[Opening TEXT SEGMENT section]
Township in Pennsylvania, US

Jordan Township is a township that is located in Northumberland County, Pennsylvania, United States. The population at the time of the 2010 Census was 794, an increase over the figure of 761 that was tabulated in 2000.

== History ==
Previously part of Jackson and Upper Mahanoy townships in Northumberland County, Pennsylvania, Jordan Township was formed during the mid-nineteenth century and named in honor of Judge Alexander Jordan, who was the first publicly elected president judge of the county. In 1852, "a petition was created for its erection at January sessions ... and referred to George C. Welker, John Young, and William M. Rockefeller; the report was confirmed nisi, April 5, 1852, and absolutely, August 4, 1852.

The first township officers were:

- Assessor: Daniel Williamson
- Auditors: George Schadel, Elias Schwartz, John Wiest
- Clerk: David Witmer
- Constable: D. Bohner
- Justices of the Peace: Benjamin Markel, Peter Schwartz
- Overseers of the Poor: John Bohner, John Daniel
- Supervisors: Davis Dornmeyer, John Krissinger
- Treasurer: George Trautman

The township's first public school system was established in 1865, which operated a total of seven schools by 1891, most of which were frame structures that had been erected between 1865 and 1866.

Also by 1891, a portion of the village of Mandata had been absorbed into the township with other sections of that community split between Jackson and Lower Mahanoy townships. Jordan Township's post office was located in the town of Jordan; its postmaster at that time, Noah Klock, had held the position since that post office was established.

That year, the major businesses in the township were the Wirt mill in Jordan, which had been erected a century earlier, and a tannery owned by J. W. Seal in the village of Jackson, which was also home to the former Bull Run Tavern that had been converted into a hotel. Jackson also was the site of roughly twelve private residences. Other communities at the time included Hebe, which functioned as a mail distribution hub and was located in the northeastern section of the township, and Urban, which was located in the northern part of the township and was home to an old hotel on Tulpehocken Road that had been built during the early 1800s and was owned, in 1891, by David Schwartz.

===Churches===
The first churches in Jordan Township were:

- Trautman's Church of the Evangelical Association: Organized by the Rev. John Seibert in 1826, Sunday services were conducted at private family homes throughout the township until 1877 when a permanent, frame structure was erected and formerly dedicated in February of that year.
- David's Church, Lutheran and Reformed: Erected in 1829, this was the oldest existing church in the township by 1891, and was a weather-boarded, log-frame structure. Its cornerstone laying and building dedication were both performed in 1829. Destroyed by fire in 1864, it was replaced by a new stone building that measured thirty by forty-five feet and had a marble slab above its door that was engraved with its 1864 dedication date.
[Closing TEXT SEGMENT section]
[Opening RECORD EXCERPTS section]
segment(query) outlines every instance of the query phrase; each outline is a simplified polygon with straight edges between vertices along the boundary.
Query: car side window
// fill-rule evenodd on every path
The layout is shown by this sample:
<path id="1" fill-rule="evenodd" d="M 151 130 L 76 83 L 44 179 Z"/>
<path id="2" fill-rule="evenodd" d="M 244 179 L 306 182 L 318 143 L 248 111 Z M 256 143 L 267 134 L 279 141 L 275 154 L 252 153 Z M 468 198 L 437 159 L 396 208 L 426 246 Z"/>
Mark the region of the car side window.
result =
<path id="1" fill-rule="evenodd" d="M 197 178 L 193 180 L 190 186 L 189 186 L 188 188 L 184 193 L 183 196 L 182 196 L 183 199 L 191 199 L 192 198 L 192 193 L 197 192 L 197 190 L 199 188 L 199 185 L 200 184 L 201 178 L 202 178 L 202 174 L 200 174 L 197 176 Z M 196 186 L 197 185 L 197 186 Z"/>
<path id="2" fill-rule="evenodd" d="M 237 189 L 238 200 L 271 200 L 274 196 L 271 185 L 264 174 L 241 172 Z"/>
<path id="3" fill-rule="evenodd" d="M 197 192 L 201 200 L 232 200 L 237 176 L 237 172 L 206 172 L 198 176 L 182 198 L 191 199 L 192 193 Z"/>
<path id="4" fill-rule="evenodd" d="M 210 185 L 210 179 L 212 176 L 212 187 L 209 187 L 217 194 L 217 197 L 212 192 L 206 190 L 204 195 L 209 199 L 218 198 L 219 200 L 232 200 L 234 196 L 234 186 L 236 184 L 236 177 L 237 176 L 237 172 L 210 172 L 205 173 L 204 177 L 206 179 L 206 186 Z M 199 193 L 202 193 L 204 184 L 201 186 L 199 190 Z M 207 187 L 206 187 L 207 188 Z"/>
[Closing RECORD EXCERPTS section]
• _REQUIRED WORK_:
[a] In the Jordan Township text, who was the township's postmaster in 1891?
[b] Decide whether each statement agrees with the Jordan Township text, and quote the words of the text that settle it: (i) The township was named after Judge Alexander Jordan. (ii) The township's first public school system was established in 1877. (iii) The Wirt mill stood in the village of Jackson.
[c] Carry the Jordan Township text forward from its final sentence.

• _RESULTS FOR THE EXERCISE_:
[a] Noah Klock

[b]
(i) Yes: "named in honor of Judge Alexander Jordan"
(ii) No: "The township's first public school system was established in 1865"
(iii) No: "the Wirt mill in Jordan"

[c]
- St. Paul's Church, Lutheran and Reformed: Erected in 1855, this thirty-by-forty-foot wooden structure had a seating capacity of three hundred. It was replaced by a thirty-five-by-sixty-five-foot wooden structure in 1890, with its cornerstone laid on May 18 of that year.

== Geography ==
According to the United States Census Bureau, the township has a total area of 17.3 sqmi, all land.

== Demographics ==

As of the census of 2000, there were 761 people, 296 households, and 238 families residing in the township.

The population density was 44.0 PD/sqmi. There were 317 housing units at an average density of 18.3/sq mi (7.1/km^{2}).

The racial makeup of the township was 99.87% White, 0.13% from other races. Hispanic or Latino of any race were 0.53% of the population.

There were 296 households, out of which 28.0% had children under the age of eighteen living with them; 75.3% were married couples living together, 3.0% had a female householder with no husband present, and 19.3% were non-families. 15.5% of all households were made up of individuals, and 6.1% had someone living alone who was sixty-five years of age or older.

The average household size was 2.57 and the average family size was 2.86.

Within the township, the population was spread out, with 19.2% who were under the age of eighteen, 9.5% who were aged eighteen to twenty-four, 26.8% who were aged twenty-five to forty-four, 29.2% who were aged forty-five to sixty-four, and 15.4% who were sixty-five years of age or older. The median age was forty-three years.

For every one hundred females, there were 97.7 males. For every one hundred females who were aged eighteen or older, there were 97.7 males.

The median income for a household in the township was $42,500, and the median income for a family was $45,625. Males had a median income of $29,375 compared with that of $21,023 for females.

The per capita income for the township was $16,839.

Approximately 2.9% of families and 4.7% of the population were living below the poverty line, including 6.6% of those who were under the age of eighteen and 5.3% of those who were aged sixty-five or older.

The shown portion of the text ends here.